## YOUR GOAL
Look through the entries below and count the lines that contain "long". Reply with that number only.

Stored data entries:
--- --- ---
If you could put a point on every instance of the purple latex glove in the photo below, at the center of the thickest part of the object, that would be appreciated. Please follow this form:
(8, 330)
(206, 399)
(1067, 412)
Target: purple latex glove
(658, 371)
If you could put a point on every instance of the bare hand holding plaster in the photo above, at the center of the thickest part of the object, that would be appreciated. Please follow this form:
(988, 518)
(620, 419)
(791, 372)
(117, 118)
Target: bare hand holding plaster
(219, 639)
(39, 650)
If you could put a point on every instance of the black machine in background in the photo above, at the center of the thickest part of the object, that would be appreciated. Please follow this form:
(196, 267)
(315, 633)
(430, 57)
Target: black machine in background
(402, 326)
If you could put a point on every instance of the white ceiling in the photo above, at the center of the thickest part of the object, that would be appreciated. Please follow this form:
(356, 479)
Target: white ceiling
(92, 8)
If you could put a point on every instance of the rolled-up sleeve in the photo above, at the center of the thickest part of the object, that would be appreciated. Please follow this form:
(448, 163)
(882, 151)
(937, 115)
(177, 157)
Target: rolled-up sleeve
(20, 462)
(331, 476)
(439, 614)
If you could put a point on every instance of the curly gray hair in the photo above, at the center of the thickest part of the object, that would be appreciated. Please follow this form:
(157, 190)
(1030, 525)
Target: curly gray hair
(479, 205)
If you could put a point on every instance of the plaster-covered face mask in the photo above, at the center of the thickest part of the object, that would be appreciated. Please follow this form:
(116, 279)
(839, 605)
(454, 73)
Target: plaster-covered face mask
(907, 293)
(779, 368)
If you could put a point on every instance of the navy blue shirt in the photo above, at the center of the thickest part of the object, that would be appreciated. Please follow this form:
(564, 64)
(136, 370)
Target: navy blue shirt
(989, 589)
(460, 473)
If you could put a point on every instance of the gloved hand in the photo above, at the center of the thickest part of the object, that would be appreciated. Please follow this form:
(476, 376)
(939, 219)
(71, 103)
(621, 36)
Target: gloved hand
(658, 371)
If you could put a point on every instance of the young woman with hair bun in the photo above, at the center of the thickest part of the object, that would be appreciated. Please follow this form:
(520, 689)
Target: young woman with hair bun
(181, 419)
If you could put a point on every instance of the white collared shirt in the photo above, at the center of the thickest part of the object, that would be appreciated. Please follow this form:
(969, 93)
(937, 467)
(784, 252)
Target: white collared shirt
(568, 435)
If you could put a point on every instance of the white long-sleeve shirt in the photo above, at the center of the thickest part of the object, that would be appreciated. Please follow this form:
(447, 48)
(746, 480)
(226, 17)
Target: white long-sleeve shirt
--- --- ---
## RESPONSE AREA
2